◆ Stated task 1
Copy out, word for word, the passage of the player-wage plotting tutorial below that begins with the words "You can see some" and ends with "denote the international_reputation.".
◆ Stated task 2
In the player-wage plotting tutorial below, list every title string that the code assigns to a plot or subplot.

◆ Text block
════

The wages above show the top 20 nationality players’ wages. We have the information of the top 20 clubs as well. Let’s see the top 20 nationality players’ wages at the club level.

fig, ax = plt.subplots(figsize=(16, 6), dpi=80)
sns.stripplot(x = "nationality", y = "wage_eur",
              data=df_clubs, size = 7, ax=ax)
plt.tick_params(axis='x', which='major', labelsize=12, rotation=90)
plt.title("Wages for Nationalities in Club Level")
Image By Author

You can see some new nationalities in this club group. Also in the point estimate plot, Brazil was at the top and in this plot, Bazil is in the middle.

The next plot will show the wages for national_position by international reputation. I will use another combined plot here that will show the mean wages for nation_position and different colors will denote the international_reputation.

To do that, we need to convert the string values of the national_position column to int values. Below is the function that makes a dictionary where keys will be values of nation_position column and values will a unique integer for each value.

def make_dictionary(col):
    dictn = {}
    val = 0
    for i in col.unique():
        if i not in dictn:
            dictn[i] = val+1
            val += 1
    return dictn

Now, we will make a new column named nation_position1 where data type will be integers:

new_nation_position= make_dictionary(df['nation_position'])
df['nation_position1'] = df['nation_position'].replace(new_nation_position)

Let’s make the plot using this new national_position1 column:

plt.figure(figsize=(15, 10))
ax = sns.scatterplot(x= df['nation_position'],
                    y = df['wage_eur'],
                    hue = df['international_reputation'],
                    legend = "full",
                    data = df,
                    x_jitter = 1000)ax = sns.regplot(x= 'nation_position1',
                  y = df['wage_eur'],
                  data = df,
                 )plt.xlabel("Nation Position")
plt.ylabel("Wage EUR")
plt.title("Wages for National Position by International Reputation", fontsize=18)
Image By Author

You can see the mean wages for each national position. Wages are higher when internal reputation is higher.

I have to admit that I couldn’t quite understand all the variables in this dataset. For example, there is one feature called ‘value_uer and another one called ’wage_eur’. Are they related? Some visuals may help understand that.

The next plot explores the relationship between wag and value o the players and also if there is any effect of the preferred foot on those two features.

In this plot, I plotted wages against values where color indicates preferred foot. Because most of the dots were cluttered in one place I had to amplify a portion of the scatter plot on top of it. And there are density plots of wages and values on the sides.

plt.figure(figsize = (18, 10))
grid = plt.GridSpec(4, 4, wspace =0.3, hspace = 0.8)
g1 = plt.subplot(grid[:, 0])
g2 = plt.subplot(grid[:2, 1:3])
g3 = plt.subplot(grid[2:, 1:3])
g4 = plt.subplot(grid[:, 3])
g1.set_title("Distribution of Wage", fontsize=12)
sns.kdeplot(x = "value_eur", hue="preferred_foot", 
            data=df, ax=g1)
sns.scatterplot(x = "wage_eur", y = "value_eur",
              hue = "preferred_foot1", alpha = 0.3,
                palette=['coral', 'blue'], 
                data = df, ax=g2)

════

◆ Provided information
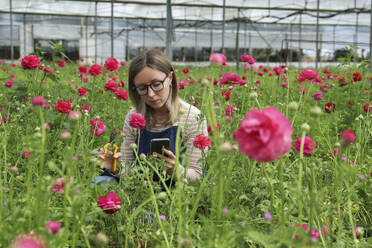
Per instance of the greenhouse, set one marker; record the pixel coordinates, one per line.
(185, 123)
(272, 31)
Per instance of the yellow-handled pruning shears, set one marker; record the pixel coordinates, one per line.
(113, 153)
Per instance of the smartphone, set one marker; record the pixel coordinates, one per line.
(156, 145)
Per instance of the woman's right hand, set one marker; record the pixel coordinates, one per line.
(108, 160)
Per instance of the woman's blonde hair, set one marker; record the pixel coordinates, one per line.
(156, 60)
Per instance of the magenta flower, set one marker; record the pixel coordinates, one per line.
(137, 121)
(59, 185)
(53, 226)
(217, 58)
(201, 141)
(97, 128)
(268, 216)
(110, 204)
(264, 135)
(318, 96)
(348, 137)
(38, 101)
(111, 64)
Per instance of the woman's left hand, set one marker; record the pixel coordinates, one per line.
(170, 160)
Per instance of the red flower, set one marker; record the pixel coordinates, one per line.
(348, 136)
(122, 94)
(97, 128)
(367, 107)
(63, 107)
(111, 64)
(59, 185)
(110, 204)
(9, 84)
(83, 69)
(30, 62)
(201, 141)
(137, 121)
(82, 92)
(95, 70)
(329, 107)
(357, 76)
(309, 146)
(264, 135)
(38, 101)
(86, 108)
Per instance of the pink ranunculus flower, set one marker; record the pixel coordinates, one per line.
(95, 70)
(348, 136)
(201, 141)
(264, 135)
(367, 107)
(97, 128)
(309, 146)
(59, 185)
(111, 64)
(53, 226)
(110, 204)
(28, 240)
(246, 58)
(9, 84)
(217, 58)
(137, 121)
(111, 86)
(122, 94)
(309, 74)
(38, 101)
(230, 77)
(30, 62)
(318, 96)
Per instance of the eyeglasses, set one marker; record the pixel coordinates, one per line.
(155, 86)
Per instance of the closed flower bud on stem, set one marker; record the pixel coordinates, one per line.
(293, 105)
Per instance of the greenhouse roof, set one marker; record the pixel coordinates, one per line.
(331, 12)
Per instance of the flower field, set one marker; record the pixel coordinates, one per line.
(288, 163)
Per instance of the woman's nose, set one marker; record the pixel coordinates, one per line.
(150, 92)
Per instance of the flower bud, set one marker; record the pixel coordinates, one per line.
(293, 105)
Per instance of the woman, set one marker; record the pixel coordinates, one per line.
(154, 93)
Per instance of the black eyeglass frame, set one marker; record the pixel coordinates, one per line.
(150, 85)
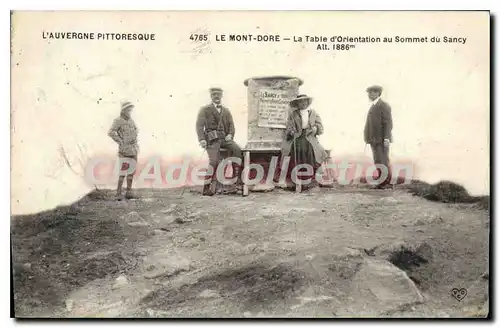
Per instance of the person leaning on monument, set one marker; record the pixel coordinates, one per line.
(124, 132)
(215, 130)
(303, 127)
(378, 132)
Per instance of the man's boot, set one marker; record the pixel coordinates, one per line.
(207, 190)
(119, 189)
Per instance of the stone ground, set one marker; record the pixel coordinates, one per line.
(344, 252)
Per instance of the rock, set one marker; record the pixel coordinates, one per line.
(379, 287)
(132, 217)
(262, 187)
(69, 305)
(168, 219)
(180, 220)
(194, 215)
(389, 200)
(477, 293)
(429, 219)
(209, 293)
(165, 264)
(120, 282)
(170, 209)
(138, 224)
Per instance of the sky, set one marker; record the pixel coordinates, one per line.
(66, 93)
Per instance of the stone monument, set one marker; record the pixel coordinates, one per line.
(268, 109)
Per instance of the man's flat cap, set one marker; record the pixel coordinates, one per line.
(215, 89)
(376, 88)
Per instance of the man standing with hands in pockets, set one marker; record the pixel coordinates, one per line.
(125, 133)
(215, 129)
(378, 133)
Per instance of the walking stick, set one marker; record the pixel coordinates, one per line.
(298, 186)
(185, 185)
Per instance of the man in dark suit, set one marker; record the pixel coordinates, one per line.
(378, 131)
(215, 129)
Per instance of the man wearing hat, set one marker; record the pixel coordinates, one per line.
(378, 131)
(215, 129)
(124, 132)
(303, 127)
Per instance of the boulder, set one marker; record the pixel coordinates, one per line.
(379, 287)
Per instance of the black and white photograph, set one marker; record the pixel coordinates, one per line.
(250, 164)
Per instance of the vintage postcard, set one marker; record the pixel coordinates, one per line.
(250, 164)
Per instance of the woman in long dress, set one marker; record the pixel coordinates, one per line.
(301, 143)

════

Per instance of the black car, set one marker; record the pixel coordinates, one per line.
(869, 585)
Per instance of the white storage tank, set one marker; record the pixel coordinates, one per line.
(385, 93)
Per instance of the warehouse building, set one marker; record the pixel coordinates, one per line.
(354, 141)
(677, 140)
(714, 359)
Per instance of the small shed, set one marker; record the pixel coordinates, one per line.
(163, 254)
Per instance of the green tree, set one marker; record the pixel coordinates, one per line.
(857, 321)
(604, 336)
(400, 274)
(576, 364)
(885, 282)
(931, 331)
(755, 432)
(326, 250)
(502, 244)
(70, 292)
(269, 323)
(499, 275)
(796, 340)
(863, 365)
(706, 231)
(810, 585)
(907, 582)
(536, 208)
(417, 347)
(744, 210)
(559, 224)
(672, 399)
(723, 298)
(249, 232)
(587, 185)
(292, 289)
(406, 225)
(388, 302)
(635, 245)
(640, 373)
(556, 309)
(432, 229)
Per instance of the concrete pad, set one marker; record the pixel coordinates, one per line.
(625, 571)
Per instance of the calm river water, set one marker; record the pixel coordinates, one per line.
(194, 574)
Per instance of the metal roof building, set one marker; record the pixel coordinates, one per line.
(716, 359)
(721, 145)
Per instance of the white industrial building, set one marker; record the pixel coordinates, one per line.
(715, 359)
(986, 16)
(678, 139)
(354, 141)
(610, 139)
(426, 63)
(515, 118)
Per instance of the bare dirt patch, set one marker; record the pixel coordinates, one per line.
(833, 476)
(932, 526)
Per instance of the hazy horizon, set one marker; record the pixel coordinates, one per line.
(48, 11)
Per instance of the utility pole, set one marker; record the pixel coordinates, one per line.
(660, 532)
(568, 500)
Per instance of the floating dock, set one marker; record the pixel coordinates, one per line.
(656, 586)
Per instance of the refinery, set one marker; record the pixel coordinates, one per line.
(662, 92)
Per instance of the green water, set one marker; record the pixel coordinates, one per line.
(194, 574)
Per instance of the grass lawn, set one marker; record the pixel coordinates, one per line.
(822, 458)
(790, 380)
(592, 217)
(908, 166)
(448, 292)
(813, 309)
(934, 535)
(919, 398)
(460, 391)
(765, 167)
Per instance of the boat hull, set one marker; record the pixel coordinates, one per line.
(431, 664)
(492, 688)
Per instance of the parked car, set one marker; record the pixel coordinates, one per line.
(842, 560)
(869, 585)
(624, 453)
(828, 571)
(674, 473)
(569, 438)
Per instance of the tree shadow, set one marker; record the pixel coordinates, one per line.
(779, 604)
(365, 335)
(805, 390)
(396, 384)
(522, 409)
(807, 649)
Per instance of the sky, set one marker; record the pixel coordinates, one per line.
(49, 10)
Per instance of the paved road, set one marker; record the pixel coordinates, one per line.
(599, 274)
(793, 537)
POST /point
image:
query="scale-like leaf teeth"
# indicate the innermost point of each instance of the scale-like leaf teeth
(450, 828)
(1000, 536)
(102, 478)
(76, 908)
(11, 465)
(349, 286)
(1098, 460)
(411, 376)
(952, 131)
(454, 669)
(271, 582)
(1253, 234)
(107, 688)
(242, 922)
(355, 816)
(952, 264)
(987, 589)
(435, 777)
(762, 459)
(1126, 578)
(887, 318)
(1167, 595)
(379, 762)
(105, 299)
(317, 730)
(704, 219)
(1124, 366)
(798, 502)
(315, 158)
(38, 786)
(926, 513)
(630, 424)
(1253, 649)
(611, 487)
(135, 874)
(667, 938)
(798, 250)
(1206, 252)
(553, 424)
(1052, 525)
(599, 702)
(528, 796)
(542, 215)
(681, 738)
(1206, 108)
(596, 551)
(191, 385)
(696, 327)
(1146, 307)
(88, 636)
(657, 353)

════

◆ Output 1
You can see some new nationalities in this club group. Also in the point estimate plot, Brazil was at the top and in this plot, Bazil is in the middle.

The next plot will show the wages for national_position by international reputation. I will use another combined plot here that will show the mean wages for nation_position and different colors will denote the international_reputation.

◆ Output 2
- Wages for Nationalities in Club Level
- Wages for National Position by International Reputation
- Distribution of Wage